## [Objective]
Nothing but the lines from the one containing "Locate the metallic" to the end of the data should be returned, each exactly as written.

## [Records to use]
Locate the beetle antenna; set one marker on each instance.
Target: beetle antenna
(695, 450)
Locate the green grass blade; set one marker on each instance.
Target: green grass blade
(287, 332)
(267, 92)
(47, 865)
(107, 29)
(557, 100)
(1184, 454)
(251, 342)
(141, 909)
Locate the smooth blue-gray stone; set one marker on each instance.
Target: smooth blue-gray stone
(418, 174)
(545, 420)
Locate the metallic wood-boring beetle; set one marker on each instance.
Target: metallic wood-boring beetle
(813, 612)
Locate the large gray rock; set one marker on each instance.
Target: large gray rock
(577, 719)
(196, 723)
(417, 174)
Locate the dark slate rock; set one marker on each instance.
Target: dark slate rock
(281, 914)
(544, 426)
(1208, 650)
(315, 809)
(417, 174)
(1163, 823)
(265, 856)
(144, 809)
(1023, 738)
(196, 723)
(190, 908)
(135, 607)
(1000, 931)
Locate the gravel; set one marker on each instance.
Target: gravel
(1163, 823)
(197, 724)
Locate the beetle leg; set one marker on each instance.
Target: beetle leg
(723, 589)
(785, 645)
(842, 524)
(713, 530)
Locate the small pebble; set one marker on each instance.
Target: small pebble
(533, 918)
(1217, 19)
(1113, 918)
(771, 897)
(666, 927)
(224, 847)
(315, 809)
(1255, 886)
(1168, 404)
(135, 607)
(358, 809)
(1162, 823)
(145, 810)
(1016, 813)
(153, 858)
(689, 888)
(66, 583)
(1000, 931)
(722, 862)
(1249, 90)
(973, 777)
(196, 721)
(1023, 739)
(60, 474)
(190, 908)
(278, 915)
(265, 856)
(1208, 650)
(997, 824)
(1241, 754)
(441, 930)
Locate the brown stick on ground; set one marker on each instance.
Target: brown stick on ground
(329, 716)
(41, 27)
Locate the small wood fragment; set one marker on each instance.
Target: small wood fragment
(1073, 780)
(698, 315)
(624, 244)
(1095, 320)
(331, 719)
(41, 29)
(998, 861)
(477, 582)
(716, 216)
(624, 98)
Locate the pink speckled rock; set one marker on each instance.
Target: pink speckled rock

## [In response]
Locate the metallic wood-boring beetle; set one marker on each instance.
Target: metallic wood-boring beetle
(813, 612)
Locate the large gray rock; set one marker on each instance.
Target: large gray rock
(577, 719)
(196, 723)
(417, 174)
Locate the dark slate rock; set one marker on each instance.
Target: dark slate rock
(281, 914)
(544, 426)
(1208, 650)
(315, 809)
(417, 174)
(1163, 823)
(265, 856)
(144, 809)
(1023, 738)
(196, 723)
(190, 908)
(135, 607)
(1000, 931)
Locate the gravel; set one marker on each instance.
Target: gravel
(1163, 823)
(197, 724)
Locate the beetle leg; set one marker on each instance.
Target: beetle leg
(723, 589)
(785, 645)
(842, 524)
(713, 530)
Locate the small pebble; set one marker on each instance.
Target: small pebble
(533, 918)
(1217, 19)
(1113, 918)
(771, 897)
(666, 927)
(224, 847)
(315, 809)
(1255, 886)
(1168, 404)
(135, 607)
(358, 809)
(1162, 823)
(145, 810)
(1016, 813)
(153, 858)
(689, 888)
(66, 583)
(1000, 931)
(722, 862)
(1249, 90)
(973, 777)
(196, 721)
(1023, 739)
(60, 474)
(190, 908)
(278, 915)
(265, 856)
(1208, 650)
(997, 824)
(1241, 754)
(441, 930)
Locate the brown stick on ground; set one marker on each instance.
Target: brown stick on ground
(329, 716)
(41, 27)
Locate the small wood fragment; set one marker on each instance.
Target: small wood fragment
(1073, 780)
(698, 315)
(624, 244)
(1095, 320)
(331, 719)
(41, 29)
(998, 861)
(477, 582)
(716, 216)
(624, 98)
Locate the pink speckled rock; set one marker on each instance.
Target: pink speckled rock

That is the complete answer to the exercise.